■ TEXT PASSAGE:

______

Announcement

Collapse
No announcement yet.
X
  • Filter
  • Time
  • Show
Clear All
new posts

  • Missing Values for Gravity Model Trade, PPML, Panel Regression

    Hello everyone!

    I am an undergraduate student completing my final thesis on "Static and Dynamic Effects of SADC & COMESA" I have prepared my dataset which consists of period between 1995 to 2015 with 25 countries to be used in Stata (Unfortunately I got stata version 10 which I have updated), however, my dataset is filled with many missing values for trade.
    I was told these are 'zero trade flows' so I have read the paper on 'The Log of Gravity' by J. M. C. Santos Silva and Silvana Tenreyro(2006) and was very well intrigued by the use of PPML. I am then planning to first run a panel regression then use either Heckman or Tobit Estimation for zero trade flows and lastly do the PPML to provide a detailed explanation.

    My question is therefore, how to we account for the missing values in trade? Is it by filling them with '0' or '1'? If I fill them with '0', when I shall run the regression, won't stata
    drop it or won't it cause me any problems, which applies same for filling them with '1'?
    Also, I am not well versed with the stata commands to use, can anyone help with finding the correct stata commands?

    Thank you very much for your time and patience.
    Apologies for any kind of inconveniences caused.

  • #2
    Urvashi:
    provide that you are 100% sure that missing values are, indeed, zeros, you can try:
    Code:
    replace trade=0 if trade==.
    If that were not the case, you have to consider how to deal with them, especially if their missingnes is informative (see -help ipolate- and -help mi-).

    As far as the regression model is concerned, please note that Stata applies by default listwise deletion for all the observations with at least one missing values in any variable; hence, missing values are ruled out from any statistical procedure.
    Kind regards,
    Carlo
    (Stata 19.0)

    Comment


    • #3
      Dear Urvashi,

      The standard practice is to replace those missing observations with zeros. Not all of the missing observations are true zeros, sometimes they correspond to flows that are too small to be reported, in other cases they may be true missing observations. Anyway, as I said, the standard approach is to replace them with zeros.

      Of course, I recommend that you stick to the PPML approach because all the other methods are totally unreliable. To estimate by PPML, you can use the -ppml- command that is available form SSC. The help file contains examples of how to use it and our webpage has the data and code used to replicate the results in the "Log of Gravity" paper.

      Best wishes,

      Joao

      Comment


      • #4
        Hi,
        I am n working on my master thesis and also new to Stata. I am working with gravity model of trade and as trade data is badly reputed to have missing values, I want to drop "imports_var" (dependent variable) if it appear less that 3 times. I found this command

        bysort imports: drop if _N==2

        But I want to drop it if its conditional.
        I tried this commadbr

        sort importer exporter year commoditycode
        by importer exporter year commoditycode : drop imports if _N<3

        I want to drop imports if it appears less than two times in a group of importer exporter year commoditycode.
        but this is not working in my case.
        Can anyone help me please?

______

■ DATA EXCERPTS:
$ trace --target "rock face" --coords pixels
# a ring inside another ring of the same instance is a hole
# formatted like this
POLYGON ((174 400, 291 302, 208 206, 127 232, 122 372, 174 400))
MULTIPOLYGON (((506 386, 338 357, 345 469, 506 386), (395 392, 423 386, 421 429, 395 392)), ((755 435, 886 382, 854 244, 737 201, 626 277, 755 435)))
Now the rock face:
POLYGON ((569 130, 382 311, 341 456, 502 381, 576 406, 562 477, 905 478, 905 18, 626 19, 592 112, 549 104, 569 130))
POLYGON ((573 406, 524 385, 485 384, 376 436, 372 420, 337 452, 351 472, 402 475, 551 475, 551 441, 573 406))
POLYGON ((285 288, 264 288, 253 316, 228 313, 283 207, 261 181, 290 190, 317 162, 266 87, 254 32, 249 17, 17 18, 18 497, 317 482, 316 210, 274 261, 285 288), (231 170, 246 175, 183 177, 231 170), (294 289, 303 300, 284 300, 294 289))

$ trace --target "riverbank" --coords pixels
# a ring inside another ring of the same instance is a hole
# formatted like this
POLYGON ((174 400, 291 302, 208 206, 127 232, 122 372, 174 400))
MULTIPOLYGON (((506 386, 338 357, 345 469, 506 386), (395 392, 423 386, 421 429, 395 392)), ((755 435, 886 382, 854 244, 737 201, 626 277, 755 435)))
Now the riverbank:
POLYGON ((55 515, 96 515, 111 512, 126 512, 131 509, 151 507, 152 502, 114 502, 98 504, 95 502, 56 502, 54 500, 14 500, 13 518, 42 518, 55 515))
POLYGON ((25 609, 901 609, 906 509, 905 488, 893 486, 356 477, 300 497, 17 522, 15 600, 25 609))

______

■ TASK STATEMENT: Reproduce the passage of the forum thread on missing trade values between "I tried this" and "exporter year commoditycode.", inclusive.

■ FULL SOLUTION:
I tried this commadbr

        sort importer exporter year commoditycode
        by importer exporter year commoditycode : drop imports if _N<3

        I want to drop imports if it appears less than two times in a group of importer exporter year commoditycode.